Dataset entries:
===============

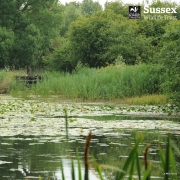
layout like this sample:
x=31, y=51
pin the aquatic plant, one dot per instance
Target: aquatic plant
x=110, y=83
x=131, y=163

===============

== Activity ==
In your copy, repeat the records above exactly and include no images.

== Exercise result ==
layout like this sample:
x=31, y=51
pin the aquatic plant, one dot per instance
Target: aquatic plant
x=110, y=83
x=131, y=163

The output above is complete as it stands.